= Problem to solve =
Using the data below, copy out all lines with the word "instance".

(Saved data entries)
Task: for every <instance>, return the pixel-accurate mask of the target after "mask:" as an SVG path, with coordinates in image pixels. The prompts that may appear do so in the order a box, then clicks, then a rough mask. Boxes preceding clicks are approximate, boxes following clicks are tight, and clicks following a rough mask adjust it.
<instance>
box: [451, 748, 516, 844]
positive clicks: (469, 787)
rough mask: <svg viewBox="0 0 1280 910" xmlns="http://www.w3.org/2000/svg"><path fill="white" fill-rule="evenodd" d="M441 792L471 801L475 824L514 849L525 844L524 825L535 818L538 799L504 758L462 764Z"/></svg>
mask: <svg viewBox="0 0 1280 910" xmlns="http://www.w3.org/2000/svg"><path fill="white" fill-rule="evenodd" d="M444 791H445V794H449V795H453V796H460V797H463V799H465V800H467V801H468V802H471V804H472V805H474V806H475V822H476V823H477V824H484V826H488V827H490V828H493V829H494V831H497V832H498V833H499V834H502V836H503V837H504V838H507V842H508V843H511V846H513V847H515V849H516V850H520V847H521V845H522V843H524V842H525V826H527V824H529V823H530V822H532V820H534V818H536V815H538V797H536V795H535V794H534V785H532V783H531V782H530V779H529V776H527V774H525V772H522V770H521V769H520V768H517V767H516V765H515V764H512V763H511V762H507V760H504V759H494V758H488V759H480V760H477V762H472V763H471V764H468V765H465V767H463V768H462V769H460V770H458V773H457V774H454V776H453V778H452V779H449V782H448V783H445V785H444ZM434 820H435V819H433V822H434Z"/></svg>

= Answer area =
Task: for every <instance>, return the pixel-accurate mask of the target after "mask:" as an SVG path, with coordinates in image pixels. The prompts that may appear do so in the order a box, then clicks, then a rough mask. Boxes preceding clicks are approximate, boxes following clicks are tight, and clicks following a rough mask adjust it.
<instance>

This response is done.